文章节选:
◆ ◆ ◆ ◆ ◆ ◆ ◆

全国约有1600万重性精神病患者 难被社会接受(2)
时间:2013-08-02
作者:newsman
来源:人民网

  对于年轻的女患者来说,结婚的需求更加迫切。小涵今年26岁,病史已达10年。2006年学了导游,在旅行社干过一段时间,和一名广告公司的司机处上了。“当时想着自己有病,不管什么人都先试试吧。”小涵还去了两次远在重庆农村的男方家,虽然他父母没有说什么,但小涵感觉到他们对她的歧视。3年前两人分手了。之后,小涵又处过不少人,“他们看中的是我家里的房产、北京人的身份,而我喜欢的人,比如有一个英语老师,得知我的病情后,换了手机号,网络聊天也不登录了。”小涵说这些的时候,右手不时地捂嘴,她怕自己说这些的时候,感受到压力而喘不上气来。

  “年轻人的婚恋、求职等困难重重,父母担心后续照顾问题,让康复人员的社会回归之路显得尤其漫长。”徐东是北京回龙观医院在月坛静心园的心理指导医生,他反复强调,社会、家庭环境的改善对精神病患者的康复最重要。

◆ ◆ ◆ ◆ ◆ ◆ ◆

所附列表:
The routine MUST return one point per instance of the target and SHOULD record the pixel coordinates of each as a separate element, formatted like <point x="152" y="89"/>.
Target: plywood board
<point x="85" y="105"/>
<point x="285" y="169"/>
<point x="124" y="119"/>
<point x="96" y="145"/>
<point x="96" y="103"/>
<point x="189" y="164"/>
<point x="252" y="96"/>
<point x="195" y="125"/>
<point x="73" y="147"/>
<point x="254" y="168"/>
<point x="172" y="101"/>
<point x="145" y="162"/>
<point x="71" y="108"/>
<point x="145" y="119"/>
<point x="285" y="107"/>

◆ ◆ ◆ ◆ ◆ ◆ ◆

练习题目:
**A)** 这篇关于重性精神病患者的报道在正文之前标注了几项信息，请逐一列出每项的名称和内容。
**B)** 请照原文抄录这篇关于重性精神病患者的报道中从“全国约有1600万重性精神病患者 难被社会接受(2)”起一直到“候,感受到压力而喘不上气来。”为止的全部文字。
**C)** 请从这篇关于重性精神病患者的报道的最后一句之后续写下去。

逐题答案:
**A)**
时间：2013-08-02
作者：newsman
来源：人民网

**B)**
全国约有1600万重性精神病患者 难被社会接受(2)
时间:2013-08-02
作者:newsman
来源:人民网

  对于年轻的女患者来说,结婚的需求更加迫切。小涵今年26岁,病史已达10年。2006年学了导游,在旅行社干过一段时间,和一名广告公司的司机处上了。“当时想着自己有病,不管什么人都先试试吧。”小涵还去了两次远在重庆农村的男方家,虽然他父母没有说什么,但小涵感觉到他们对她的歧视。3年前两人分手了。之后,小涵又处过不少人,“他们看中的是我家里的房产、北京人的身份,而我喜欢的人,比如有一个英语老师,得知我的病情后,换了手机号,网络聊天也不登录了。”小涵说这些的时候,右手不时地捂嘴,她怕自己说这些的时候,感受到压力而喘不上气来。

**C)**
  渴望“彩虹”救助

  ——全国每万人口仅有1.5名执业精神科医生。社会支持系统薄弱,农村地区几乎是一片空白

  采访精神病患者,没有常人想的那么可怕。他们看起来和常人一样,只是在面对记者的时候,不停地搓手,观察对方反应,比较拘谨。这与媒体报道的杀人精神病人大相径庭。

  据北京回龙观医院副院长王绍礼介绍,普通人理解的精神病,主要是指重性精神障碍,表现为思维、情感和行为的紊乱,有时不能自控。按照1%发病率推算,人群中大约有1600万重性精神障碍患者。

  对重性精神障碍患者除了药物治疗,还有一整套的配套措施,如物理治疗、心理治疗、康复治疗等。鉴于发病原因尚不明确,药物治疗一般是对症治疗,目的是控制症状。为了减少病情波动,提倡对重性精神障碍患者进行规范化治疗,分急性期、巩固期、维持期三个阶段治疗。急性期主要在医院治疗,巩固期在康复机构,维持期回到社区。首次发病的患者需要1—2年的时间治疗,两次发病需要2—5年,3次以上则需要终身服药治疗。

  “现实情况是,医院床位、医生数量明显不足,医务人员整体水平不高,全国2万名精神科医生,每万人口执业精神科医生数1.5名,远低于全球3.9名的平均数。床位20万张,服务1600万患者中10%需要住院的人。康复机构、社区指导更是严重缺乏。造成住院难,住进来后出不去,占用了有限的医疗资源,同时患者不接触社会,加重社会功能衰退。出院后直接回到家庭,由于条件限制及压力,病情容易复发,反复出院入院。”王绍礼说。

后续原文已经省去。